[Exercise instructions]: From the line containing "If you would be willing to indicate the dark" to the end of the listing, write out every line exactly; leave out everything else.

[Stored records]:

-.-.-

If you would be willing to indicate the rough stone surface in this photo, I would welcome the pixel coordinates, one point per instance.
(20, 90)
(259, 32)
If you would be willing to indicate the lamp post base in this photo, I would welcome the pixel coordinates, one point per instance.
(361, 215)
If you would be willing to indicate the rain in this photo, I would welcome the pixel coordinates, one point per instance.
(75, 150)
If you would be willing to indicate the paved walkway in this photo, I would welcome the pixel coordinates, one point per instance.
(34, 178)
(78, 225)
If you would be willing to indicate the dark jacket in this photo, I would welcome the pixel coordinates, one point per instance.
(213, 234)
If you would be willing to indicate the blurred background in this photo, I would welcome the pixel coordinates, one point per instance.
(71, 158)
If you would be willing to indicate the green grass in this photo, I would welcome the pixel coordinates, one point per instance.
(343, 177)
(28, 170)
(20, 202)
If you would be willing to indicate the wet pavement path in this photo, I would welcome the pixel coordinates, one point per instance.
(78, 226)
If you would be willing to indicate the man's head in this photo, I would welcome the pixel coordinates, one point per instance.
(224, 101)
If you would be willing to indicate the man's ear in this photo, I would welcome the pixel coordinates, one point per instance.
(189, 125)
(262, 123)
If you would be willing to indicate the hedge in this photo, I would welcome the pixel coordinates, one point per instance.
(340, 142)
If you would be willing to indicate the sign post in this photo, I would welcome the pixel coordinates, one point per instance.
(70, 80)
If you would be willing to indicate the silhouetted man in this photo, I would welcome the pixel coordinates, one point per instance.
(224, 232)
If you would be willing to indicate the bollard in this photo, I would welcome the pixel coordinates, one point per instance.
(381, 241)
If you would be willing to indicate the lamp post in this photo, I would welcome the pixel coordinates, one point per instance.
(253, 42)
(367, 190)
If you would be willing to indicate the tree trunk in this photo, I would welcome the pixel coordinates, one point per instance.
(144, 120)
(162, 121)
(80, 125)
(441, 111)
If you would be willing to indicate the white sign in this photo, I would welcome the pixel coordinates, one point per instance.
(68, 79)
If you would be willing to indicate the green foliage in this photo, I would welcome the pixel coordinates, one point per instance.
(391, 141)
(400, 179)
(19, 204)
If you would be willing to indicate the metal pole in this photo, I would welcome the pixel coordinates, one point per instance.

-.-.-

[Response]:
If you would be willing to indicate the dark jacket in this photo, I would welcome the pixel coordinates, one point per instance.
(213, 234)
If you would be willing to indicate the blurred background in this photo, I would welcome the pixel coordinates, one point per instance.
(71, 158)
If you would be willing to indicate the green grass in this photo, I would welcome the pixel coordinates, one point per instance.
(343, 177)
(28, 170)
(20, 202)
If you would be willing to indicate the wet pavement path in this photo, I would welcome the pixel coordinates, one point per instance.
(78, 226)
If you would be willing to indicate the man's head in this photo, I would welcome the pixel coordinates, one point per instance.
(224, 101)
If you would be willing to indicate the man's ear in this photo, I would welcome the pixel coordinates, one point per instance.
(189, 125)
(262, 123)
If you would be willing to indicate the hedge in this photo, I would welcome the pixel coordinates, one point per instance.
(340, 142)
If you would be willing to indicate the sign post in this photo, I would welcome the pixel coordinates, one point per instance.
(70, 80)
If you would be willing to indicate the silhouetted man in this photo, I would welcome the pixel coordinates, one point per instance.
(224, 232)
If you would be willing to indicate the bollard in this photo, I would welcome the pixel coordinates, one point per instance.
(381, 241)
If you would be willing to indicate the lamp post in this photo, I would welcome the pixel coordinates, one point per instance.
(253, 42)
(367, 190)
If you would be willing to indicate the tree trunk in this photo, I would welcome the pixel coordinates, one point per instance.
(144, 120)
(162, 121)
(80, 125)
(441, 111)
If you would be willing to indicate the white sign in this photo, I would welcome the pixel coordinates, one point per instance.
(68, 79)
If you would be willing to indicate the green foliage in this photo, I would welcome the pixel coordinates, one point per instance.
(391, 141)
(400, 179)
(19, 204)
If you would be willing to indicate the metal pole in this photo, I would welcome the pixel coordinates, one point per instance.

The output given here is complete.